→ SUPPLIED RECORDS
# # # #

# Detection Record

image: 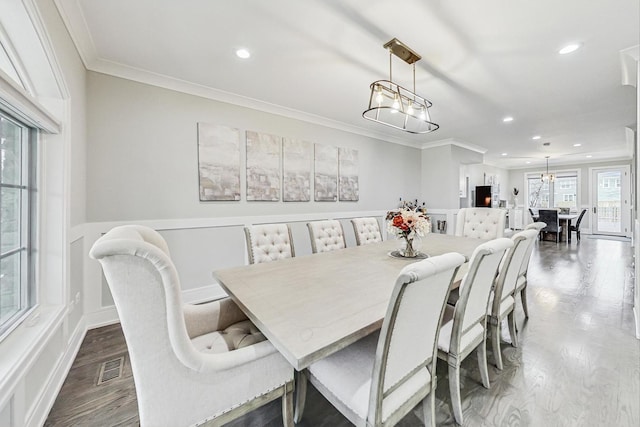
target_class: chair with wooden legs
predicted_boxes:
[296,253,464,427]
[438,237,513,424]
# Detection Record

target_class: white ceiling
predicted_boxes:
[56,0,640,168]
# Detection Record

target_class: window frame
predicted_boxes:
[0,108,38,341]
[524,168,582,211]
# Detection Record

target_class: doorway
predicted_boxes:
[590,166,631,237]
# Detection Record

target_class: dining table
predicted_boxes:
[531,213,578,243]
[213,233,485,371]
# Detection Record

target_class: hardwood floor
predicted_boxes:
[45,239,640,427]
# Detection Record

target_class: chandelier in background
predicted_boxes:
[540,156,556,182]
[362,38,440,133]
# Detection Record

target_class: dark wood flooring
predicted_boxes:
[45,236,640,427]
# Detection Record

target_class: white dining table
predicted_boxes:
[213,234,484,370]
[532,214,578,243]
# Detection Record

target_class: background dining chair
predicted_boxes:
[455,208,507,240]
[438,237,513,424]
[307,219,347,254]
[538,209,562,243]
[489,229,538,369]
[90,225,293,427]
[296,253,464,426]
[244,224,295,264]
[569,209,587,241]
[351,218,382,246]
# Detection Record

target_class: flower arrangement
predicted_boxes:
[386,200,431,258]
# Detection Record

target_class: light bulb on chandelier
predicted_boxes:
[362,38,440,134]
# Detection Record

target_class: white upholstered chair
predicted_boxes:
[514,221,547,319]
[90,225,293,427]
[488,230,538,369]
[351,218,382,246]
[438,237,513,424]
[455,208,507,240]
[307,219,347,254]
[244,224,295,264]
[296,253,464,427]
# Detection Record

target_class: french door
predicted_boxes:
[591,166,631,237]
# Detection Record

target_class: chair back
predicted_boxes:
[367,252,465,425]
[351,218,382,246]
[89,225,293,426]
[575,209,587,230]
[491,229,538,316]
[449,237,513,354]
[244,224,295,264]
[455,208,507,240]
[307,219,347,254]
[538,209,560,233]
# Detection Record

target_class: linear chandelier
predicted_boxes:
[540,156,556,182]
[362,38,440,134]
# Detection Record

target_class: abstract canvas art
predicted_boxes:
[282,138,313,202]
[314,144,338,202]
[198,123,240,201]
[338,147,360,202]
[247,131,282,202]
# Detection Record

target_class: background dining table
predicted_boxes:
[213,233,484,370]
[531,213,578,243]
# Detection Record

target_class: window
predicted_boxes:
[526,171,578,209]
[0,111,35,336]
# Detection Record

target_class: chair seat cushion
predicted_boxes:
[438,305,484,353]
[309,333,431,421]
[191,320,266,353]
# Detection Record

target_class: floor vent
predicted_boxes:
[96,356,124,385]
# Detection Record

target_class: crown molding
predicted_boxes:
[420,138,488,154]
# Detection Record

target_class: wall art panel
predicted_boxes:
[282,138,313,202]
[314,144,338,202]
[247,131,282,202]
[338,147,360,202]
[198,123,240,201]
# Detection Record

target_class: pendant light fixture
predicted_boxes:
[540,156,556,182]
[362,38,440,134]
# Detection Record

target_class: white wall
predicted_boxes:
[0,0,86,427]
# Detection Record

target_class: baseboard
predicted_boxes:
[85,305,120,329]
[85,284,227,329]
[24,319,87,427]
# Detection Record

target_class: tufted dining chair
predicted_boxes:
[244,224,295,264]
[296,253,464,427]
[438,237,513,424]
[455,208,507,240]
[307,219,347,254]
[351,218,382,246]
[488,230,538,369]
[89,225,293,427]
[538,209,562,243]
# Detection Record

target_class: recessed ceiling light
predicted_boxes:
[236,49,251,59]
[558,43,582,55]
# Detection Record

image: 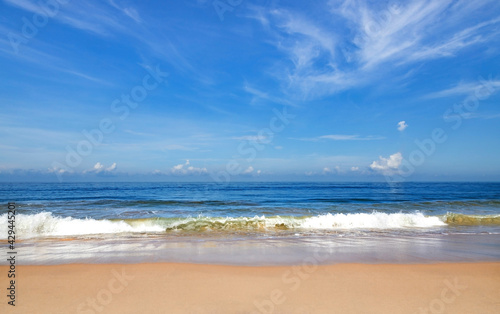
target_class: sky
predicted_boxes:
[0,0,500,182]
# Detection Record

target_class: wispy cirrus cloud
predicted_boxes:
[291,134,385,142]
[249,0,500,99]
[423,79,500,99]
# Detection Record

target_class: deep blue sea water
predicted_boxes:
[0,182,500,264]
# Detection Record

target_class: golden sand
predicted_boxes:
[0,263,500,314]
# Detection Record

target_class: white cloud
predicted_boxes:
[424,78,500,99]
[170,160,208,175]
[398,120,408,132]
[83,162,116,173]
[231,135,268,143]
[291,134,385,142]
[243,166,254,174]
[370,152,403,172]
[248,0,500,99]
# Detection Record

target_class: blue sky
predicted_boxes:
[0,0,500,182]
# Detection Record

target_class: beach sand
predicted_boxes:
[0,263,500,313]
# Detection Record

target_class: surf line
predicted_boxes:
[7,202,17,306]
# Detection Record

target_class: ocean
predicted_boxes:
[0,182,500,265]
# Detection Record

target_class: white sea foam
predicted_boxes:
[0,212,446,239]
[0,212,165,239]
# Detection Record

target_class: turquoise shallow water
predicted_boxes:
[0,183,500,265]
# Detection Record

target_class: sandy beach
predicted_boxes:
[0,263,500,313]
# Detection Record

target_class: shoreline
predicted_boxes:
[0,261,500,314]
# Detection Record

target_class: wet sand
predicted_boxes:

# # # #

→ WHAT THE TASK REQUIRES
Rescale the stretch from the start of the records through the line containing "[45,239,640,427]" by rewriting every line, target_class lines included, with each bounding box coordinate in the answers multiplied by 1.05 and rounded to a whole number, halves up. Leave the pictures out of your answer.

→ ANSWER TO THIS TASK
# Detection Record

image: 
target_class: chair with wooden legs
predicted_boxes:
[311,266,487,448]
[460,249,539,445]
# Detection Record

target_class: white ceiling
predicted_boxes:
[59,0,672,176]
# Detection Record

target_class: window frame
predicted_boxes:
[0,113,40,358]
[550,176,611,222]
# Detection Record

target_class: doorway
predicted_boxes:
[620,174,663,249]
# Detection Record

target_class: dining table
predicted_boxes:
[558,224,607,255]
[224,245,509,390]
# Detection Record

target_class: hardwood floor
predicted_boxes:
[47,251,672,448]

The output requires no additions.